* **Task instructions**: Lay out lines of the listing below as a Markdown table with a Row column for the row number and a Line column for the line, leaving out blank lines. Begin at the line that contains "Target: blurred spectator" and stop after the line that contains "(1119, 331)".

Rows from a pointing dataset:
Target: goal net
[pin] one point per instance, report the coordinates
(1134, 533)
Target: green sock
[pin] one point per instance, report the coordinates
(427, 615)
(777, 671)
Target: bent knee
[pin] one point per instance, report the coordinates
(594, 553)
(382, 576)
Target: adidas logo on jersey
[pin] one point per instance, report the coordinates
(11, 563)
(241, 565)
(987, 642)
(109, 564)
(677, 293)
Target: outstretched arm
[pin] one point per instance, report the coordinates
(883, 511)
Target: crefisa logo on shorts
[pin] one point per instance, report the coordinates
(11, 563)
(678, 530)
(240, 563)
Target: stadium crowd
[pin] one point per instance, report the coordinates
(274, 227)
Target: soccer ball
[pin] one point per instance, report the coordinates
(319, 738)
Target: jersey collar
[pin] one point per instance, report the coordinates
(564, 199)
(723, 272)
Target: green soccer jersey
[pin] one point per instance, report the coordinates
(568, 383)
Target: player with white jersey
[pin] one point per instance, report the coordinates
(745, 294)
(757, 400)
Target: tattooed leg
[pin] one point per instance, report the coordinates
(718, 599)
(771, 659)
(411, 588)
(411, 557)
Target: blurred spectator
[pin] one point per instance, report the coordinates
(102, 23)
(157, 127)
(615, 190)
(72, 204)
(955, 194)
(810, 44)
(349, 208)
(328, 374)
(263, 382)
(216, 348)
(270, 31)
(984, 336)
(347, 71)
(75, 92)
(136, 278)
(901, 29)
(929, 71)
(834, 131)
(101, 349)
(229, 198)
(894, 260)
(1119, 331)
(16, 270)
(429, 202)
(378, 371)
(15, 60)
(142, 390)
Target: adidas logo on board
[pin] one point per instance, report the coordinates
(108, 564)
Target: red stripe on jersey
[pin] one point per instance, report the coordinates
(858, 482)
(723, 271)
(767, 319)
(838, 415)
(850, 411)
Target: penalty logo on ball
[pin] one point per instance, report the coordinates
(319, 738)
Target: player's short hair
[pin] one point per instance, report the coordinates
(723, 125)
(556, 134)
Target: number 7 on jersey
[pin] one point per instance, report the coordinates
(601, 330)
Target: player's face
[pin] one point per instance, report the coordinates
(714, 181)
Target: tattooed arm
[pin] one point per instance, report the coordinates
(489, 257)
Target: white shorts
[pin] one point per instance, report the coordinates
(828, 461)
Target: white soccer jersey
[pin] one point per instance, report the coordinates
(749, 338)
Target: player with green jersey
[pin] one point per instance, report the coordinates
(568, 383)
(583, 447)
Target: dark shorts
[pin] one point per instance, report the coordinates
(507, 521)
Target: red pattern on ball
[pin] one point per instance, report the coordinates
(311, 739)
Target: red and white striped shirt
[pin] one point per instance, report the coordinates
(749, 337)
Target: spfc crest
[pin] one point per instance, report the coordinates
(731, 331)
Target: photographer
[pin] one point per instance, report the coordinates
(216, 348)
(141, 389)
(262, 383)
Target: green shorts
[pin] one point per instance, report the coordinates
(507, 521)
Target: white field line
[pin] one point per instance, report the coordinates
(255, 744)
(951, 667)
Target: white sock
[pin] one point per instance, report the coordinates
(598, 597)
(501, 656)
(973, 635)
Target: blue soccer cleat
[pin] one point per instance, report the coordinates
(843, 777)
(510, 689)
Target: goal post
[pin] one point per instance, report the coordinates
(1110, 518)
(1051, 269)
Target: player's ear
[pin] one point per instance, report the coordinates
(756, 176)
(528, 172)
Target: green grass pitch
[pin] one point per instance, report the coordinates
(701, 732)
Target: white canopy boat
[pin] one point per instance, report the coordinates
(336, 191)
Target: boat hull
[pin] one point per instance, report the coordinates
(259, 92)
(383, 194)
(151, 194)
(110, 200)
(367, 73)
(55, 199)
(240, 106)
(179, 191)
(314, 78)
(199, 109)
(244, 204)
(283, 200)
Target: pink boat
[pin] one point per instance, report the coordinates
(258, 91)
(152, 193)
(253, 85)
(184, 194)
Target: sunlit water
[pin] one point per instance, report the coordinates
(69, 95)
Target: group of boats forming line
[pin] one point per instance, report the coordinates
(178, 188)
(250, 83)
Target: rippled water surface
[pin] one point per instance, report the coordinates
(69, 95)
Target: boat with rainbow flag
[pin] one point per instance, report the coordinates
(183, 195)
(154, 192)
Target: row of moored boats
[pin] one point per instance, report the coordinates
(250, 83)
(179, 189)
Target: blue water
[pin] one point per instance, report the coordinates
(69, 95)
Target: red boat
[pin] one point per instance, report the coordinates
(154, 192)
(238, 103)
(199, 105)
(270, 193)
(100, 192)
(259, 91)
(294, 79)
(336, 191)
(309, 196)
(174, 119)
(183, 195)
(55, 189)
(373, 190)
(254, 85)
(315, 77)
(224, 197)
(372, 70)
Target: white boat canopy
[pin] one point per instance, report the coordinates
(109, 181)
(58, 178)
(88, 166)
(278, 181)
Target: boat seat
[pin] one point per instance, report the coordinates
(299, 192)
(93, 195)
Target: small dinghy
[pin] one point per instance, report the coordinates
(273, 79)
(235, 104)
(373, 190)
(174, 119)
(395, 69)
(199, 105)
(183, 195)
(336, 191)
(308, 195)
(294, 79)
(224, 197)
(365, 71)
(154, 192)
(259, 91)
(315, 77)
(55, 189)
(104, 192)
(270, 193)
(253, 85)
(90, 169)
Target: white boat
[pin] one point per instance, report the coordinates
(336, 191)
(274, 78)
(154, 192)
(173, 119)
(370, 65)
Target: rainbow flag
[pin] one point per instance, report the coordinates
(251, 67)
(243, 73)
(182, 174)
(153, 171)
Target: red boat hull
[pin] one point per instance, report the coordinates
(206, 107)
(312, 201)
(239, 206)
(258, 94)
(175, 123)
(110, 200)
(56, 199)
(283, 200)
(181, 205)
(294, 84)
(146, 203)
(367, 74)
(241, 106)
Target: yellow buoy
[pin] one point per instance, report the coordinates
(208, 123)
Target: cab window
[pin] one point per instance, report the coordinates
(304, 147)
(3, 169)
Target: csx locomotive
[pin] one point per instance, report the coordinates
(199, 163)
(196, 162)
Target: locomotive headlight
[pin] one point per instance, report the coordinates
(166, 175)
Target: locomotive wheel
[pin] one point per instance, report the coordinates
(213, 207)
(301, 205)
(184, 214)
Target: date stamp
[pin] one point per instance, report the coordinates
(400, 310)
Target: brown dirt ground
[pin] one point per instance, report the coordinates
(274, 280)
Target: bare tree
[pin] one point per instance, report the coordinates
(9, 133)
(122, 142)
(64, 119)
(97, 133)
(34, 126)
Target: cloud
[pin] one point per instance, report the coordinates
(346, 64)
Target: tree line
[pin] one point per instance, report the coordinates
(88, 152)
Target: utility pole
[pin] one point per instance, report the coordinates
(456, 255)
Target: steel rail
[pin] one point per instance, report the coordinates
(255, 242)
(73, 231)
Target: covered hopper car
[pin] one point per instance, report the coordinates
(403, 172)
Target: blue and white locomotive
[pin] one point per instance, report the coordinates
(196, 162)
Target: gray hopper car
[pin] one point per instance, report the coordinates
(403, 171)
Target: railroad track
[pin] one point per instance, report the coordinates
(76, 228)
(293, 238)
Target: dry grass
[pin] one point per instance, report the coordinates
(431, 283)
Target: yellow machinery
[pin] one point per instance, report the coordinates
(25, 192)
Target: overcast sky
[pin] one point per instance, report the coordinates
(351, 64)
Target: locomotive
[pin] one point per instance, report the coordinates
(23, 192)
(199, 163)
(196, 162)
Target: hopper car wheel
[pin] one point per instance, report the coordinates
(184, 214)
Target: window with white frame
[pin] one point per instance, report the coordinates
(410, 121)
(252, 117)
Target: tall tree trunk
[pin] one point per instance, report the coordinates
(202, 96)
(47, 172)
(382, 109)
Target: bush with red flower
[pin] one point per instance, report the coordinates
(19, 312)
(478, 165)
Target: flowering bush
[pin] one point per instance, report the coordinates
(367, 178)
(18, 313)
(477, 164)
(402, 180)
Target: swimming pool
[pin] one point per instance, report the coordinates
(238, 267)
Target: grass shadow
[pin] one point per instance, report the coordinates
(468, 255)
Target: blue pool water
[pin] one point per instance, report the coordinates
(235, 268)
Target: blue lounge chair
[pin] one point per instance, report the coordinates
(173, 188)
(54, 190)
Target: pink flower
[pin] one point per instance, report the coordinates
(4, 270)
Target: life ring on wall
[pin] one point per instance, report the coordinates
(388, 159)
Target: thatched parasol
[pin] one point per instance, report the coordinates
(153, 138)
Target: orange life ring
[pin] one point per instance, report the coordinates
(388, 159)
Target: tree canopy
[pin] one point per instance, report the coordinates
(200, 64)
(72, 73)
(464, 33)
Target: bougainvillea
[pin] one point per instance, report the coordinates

* **Exercise answer**:
| Row | Line |
|---|---|
| 1 | Target: blurred spectator |
| 2 | [pin] one point per instance, report the coordinates |
| 3 | (102, 23) |
| 4 | (157, 127) |
| 5 | (615, 190) |
| 6 | (72, 204) |
| 7 | (955, 194) |
| 8 | (810, 44) |
| 9 | (349, 208) |
| 10 | (328, 374) |
| 11 | (263, 382) |
| 12 | (216, 348) |
| 13 | (270, 31) |
| 14 | (984, 336) |
| 15 | (347, 71) |
| 16 | (75, 92) |
| 17 | (136, 278) |
| 18 | (901, 29) |
| 19 | (929, 71) |
| 20 | (834, 131) |
| 21 | (101, 349) |
| 22 | (229, 198) |
| 23 | (894, 260) |
| 24 | (1119, 331) |